TASK: In the ES-Parkour summary, what share of the ANN-based model's energy consumption does the approach use?
--- DOCUMENT SECTION ---
ES-Parkour: Advanced Robot Parkour with Bio-inspired Event Camera and Spiking Neural Network
Qiang Zhang, Jiahang Cao, Jingkai Sun, Yecheng Shao, Gang Han, Wen Zhao, Yijie Guo, Renjing Xu
TL;DR
This work tackles energy-efficient perception and control for quadruped parkour under challenging lighting by combining event cameras with Spiking Neural Networks (SNNs) through an ANN-to-SNN distillation workflow. The authors develop a simulation-based pipeline in IsaacGym that converts brightness changes into event streams and trains an ANN teacher before distilling its behavior into an energy-efficient SNN, using a curriculum across terrains and privileged information. Theoretical energy modeling and extensive simulations show substantial improvements, including energy reductions up to $88.3$% and total ES-Parkour energy consuming only $11.7$% of the ANN baseline. This approach advances robust perception and fast, low-power control for real-world, computation-constrained robotics, paving the way for deployment of brain-inspired sensing and processing in demanding environments.
Abstract
In recent years, quadruped robotics has advanced significantly, particularly in perception and motion control via reinforcement learning, enabling complex motions in challenging environments. Visual sensors like depth cameras enhance stability and robustness but face limitations, such as low operating frequencies relative to joint control and sensitivity to lighting, which hinder outdoor deployment. Additionally, deep neural networks in sensor and control systems increase computational demands. To address these issues, we introduce spiking neural networks (SNNs) and event cameras to perform a challenging quadruped parkour task. Event cameras capture dynamic visual data, while SNNs efficiently process spike sequences, mimicking biological perception. Experimental results demonstrate that this approach significantly outperforms traditional models, achieving excellent parkour performance with just 11.7% of the energy consumption of an artificial neural network (ANN)-based model, yielding an 88.3% energy reduction. By integrating event cameras with SNNs, our work advances robotic reinforcement learning and opens new possibilities for applications in demanding environments.
--- RECORD EXCERPTS ---
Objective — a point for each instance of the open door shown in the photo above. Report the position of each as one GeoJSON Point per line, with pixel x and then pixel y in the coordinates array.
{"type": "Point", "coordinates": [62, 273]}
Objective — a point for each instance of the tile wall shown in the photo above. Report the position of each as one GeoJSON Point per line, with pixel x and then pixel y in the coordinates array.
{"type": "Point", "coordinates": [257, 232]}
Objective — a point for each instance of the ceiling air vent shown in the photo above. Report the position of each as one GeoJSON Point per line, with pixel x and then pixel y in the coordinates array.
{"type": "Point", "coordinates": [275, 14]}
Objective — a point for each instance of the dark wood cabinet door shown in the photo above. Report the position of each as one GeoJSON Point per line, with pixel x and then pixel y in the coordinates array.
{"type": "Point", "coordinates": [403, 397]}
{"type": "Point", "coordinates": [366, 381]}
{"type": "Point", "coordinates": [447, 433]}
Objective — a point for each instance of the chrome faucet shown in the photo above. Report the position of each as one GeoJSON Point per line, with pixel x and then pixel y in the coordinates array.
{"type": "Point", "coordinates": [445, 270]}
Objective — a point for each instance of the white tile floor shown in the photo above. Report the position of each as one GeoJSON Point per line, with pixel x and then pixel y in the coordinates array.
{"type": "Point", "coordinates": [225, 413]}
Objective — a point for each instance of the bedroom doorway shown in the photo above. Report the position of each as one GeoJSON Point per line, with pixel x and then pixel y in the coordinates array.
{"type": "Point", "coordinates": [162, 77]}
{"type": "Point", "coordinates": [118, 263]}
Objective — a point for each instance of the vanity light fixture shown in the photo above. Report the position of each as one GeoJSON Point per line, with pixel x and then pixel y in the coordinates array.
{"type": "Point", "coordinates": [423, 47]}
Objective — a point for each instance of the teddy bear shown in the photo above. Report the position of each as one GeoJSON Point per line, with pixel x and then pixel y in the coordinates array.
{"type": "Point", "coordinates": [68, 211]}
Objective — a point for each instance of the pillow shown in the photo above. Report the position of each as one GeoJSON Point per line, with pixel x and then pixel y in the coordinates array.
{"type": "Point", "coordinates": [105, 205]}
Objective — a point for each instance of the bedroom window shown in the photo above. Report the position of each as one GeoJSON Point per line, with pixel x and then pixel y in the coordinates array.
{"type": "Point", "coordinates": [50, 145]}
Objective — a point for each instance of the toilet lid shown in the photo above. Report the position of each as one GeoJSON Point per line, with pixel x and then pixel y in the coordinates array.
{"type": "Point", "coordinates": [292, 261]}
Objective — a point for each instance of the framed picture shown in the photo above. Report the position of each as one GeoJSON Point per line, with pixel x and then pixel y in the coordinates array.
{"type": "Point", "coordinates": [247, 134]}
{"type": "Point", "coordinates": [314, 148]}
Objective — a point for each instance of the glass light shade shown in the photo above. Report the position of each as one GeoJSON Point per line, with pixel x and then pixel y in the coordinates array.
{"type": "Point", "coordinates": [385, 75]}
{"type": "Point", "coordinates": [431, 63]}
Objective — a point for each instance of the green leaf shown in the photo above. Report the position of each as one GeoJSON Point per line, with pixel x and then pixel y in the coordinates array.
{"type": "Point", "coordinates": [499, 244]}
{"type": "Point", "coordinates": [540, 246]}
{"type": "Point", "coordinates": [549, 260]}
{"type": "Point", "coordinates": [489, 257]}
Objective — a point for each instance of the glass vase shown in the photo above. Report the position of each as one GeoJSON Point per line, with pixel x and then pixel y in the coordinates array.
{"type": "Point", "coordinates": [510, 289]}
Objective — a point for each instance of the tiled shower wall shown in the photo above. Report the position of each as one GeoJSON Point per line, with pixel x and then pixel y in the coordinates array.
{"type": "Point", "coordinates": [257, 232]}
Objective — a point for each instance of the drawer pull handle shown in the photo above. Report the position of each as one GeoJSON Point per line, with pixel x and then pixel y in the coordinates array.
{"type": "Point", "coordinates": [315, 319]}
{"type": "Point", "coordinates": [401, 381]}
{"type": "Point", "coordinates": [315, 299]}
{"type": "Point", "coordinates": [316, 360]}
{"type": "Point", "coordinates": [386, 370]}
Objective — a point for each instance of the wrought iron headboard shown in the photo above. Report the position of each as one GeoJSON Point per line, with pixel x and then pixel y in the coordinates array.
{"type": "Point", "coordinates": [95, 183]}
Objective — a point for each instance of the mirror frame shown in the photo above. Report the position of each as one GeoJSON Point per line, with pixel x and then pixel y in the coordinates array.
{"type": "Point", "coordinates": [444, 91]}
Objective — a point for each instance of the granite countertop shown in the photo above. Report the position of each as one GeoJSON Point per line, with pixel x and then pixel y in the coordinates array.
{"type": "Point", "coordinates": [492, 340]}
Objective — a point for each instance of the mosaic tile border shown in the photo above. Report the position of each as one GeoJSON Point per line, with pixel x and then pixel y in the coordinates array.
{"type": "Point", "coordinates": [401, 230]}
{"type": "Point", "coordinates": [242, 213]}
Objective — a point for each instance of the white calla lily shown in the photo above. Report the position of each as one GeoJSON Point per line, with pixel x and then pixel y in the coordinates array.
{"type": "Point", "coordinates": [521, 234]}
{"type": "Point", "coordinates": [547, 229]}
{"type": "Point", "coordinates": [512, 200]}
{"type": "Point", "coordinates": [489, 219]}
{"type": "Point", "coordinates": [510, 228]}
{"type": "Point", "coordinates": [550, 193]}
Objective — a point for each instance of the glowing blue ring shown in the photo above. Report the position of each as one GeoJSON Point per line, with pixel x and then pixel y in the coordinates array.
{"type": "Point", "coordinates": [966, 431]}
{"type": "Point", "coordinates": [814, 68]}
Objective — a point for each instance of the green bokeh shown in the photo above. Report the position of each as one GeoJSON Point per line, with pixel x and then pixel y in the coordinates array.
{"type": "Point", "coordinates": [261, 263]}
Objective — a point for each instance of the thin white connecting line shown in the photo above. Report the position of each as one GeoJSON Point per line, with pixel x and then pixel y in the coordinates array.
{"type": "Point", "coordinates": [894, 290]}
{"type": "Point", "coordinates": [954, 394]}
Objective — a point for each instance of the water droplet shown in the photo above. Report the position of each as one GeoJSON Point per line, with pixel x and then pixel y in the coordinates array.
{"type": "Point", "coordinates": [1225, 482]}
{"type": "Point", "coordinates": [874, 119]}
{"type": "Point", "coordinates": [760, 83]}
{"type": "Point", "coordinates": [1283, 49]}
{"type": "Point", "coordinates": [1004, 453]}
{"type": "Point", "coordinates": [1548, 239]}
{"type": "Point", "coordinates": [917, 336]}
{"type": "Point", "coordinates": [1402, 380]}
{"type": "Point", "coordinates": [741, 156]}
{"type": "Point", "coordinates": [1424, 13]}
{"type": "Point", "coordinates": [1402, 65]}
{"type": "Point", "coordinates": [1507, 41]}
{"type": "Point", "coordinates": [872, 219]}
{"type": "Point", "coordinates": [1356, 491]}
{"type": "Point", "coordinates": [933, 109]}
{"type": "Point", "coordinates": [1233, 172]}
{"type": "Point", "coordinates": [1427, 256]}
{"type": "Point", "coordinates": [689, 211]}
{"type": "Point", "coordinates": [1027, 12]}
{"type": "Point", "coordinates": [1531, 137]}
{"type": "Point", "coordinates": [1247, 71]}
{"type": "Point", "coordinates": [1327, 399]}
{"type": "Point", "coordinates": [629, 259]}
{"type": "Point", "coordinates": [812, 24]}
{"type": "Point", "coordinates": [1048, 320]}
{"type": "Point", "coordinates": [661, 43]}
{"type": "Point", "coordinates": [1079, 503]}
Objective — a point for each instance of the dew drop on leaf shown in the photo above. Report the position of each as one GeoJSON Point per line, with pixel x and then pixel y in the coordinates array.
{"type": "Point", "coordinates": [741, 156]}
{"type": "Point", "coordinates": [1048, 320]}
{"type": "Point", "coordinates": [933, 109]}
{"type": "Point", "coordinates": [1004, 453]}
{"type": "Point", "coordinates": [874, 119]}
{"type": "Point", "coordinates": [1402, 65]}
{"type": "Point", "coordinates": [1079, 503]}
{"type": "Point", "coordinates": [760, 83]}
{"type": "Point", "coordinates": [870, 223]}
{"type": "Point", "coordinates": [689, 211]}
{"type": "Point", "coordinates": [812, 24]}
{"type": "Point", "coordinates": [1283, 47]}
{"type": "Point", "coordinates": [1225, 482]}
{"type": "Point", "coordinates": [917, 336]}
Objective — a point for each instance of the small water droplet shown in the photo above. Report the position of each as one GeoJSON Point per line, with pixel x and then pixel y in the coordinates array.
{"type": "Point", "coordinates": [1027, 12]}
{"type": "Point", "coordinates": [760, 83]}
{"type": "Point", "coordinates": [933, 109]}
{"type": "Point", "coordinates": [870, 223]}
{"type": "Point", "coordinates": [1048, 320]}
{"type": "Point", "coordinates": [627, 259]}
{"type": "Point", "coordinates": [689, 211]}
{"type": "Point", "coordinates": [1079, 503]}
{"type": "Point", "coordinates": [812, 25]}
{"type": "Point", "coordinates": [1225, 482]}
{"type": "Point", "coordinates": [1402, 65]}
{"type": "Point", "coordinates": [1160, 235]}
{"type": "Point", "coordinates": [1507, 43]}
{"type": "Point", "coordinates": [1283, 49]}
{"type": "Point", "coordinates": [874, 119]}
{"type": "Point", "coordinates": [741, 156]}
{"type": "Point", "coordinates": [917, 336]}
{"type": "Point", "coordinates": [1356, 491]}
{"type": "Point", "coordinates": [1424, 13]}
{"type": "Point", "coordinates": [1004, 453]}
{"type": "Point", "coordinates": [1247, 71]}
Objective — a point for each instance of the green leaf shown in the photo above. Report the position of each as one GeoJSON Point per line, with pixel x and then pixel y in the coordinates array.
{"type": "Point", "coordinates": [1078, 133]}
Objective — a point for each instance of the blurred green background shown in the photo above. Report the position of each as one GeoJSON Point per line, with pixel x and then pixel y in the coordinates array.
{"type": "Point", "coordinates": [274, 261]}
---
WRITTEN SOLUTION: 11.7%